== Provided information ==
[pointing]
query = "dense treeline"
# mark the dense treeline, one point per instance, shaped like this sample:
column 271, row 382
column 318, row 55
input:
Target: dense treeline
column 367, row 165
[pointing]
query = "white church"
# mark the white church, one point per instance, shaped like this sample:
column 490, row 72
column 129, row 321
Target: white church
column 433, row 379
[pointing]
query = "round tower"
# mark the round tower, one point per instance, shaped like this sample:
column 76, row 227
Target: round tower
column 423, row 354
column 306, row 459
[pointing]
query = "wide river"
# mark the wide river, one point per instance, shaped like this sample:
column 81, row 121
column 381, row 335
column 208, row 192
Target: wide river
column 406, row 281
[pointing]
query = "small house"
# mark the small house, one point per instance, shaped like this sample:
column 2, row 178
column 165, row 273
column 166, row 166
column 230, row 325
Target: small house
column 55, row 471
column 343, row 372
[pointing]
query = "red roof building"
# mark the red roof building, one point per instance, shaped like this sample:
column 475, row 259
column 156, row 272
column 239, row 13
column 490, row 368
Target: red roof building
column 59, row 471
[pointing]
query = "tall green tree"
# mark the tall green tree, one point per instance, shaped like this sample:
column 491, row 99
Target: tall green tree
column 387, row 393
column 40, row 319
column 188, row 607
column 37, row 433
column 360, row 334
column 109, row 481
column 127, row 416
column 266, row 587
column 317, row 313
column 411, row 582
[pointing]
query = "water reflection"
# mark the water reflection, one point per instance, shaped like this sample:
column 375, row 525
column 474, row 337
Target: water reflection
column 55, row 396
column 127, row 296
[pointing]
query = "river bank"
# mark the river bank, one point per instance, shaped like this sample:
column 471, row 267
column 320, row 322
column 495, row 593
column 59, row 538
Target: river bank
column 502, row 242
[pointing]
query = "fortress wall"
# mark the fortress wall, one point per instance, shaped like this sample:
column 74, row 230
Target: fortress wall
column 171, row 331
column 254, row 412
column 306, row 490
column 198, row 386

== Exercise objective ==
What is wanted is every line from the first line of the entries through the line that contains "# mark the white", given again exactly.

== Your response ==
[pointing]
query = "dense treeline"
# mark the dense treeline, one point per instance, shaped like this sample:
column 271, row 382
column 318, row 55
input:
Target: dense treeline
column 367, row 165
[pointing]
query = "white church"
# mark the white church, one point per instance, shaped like this sample:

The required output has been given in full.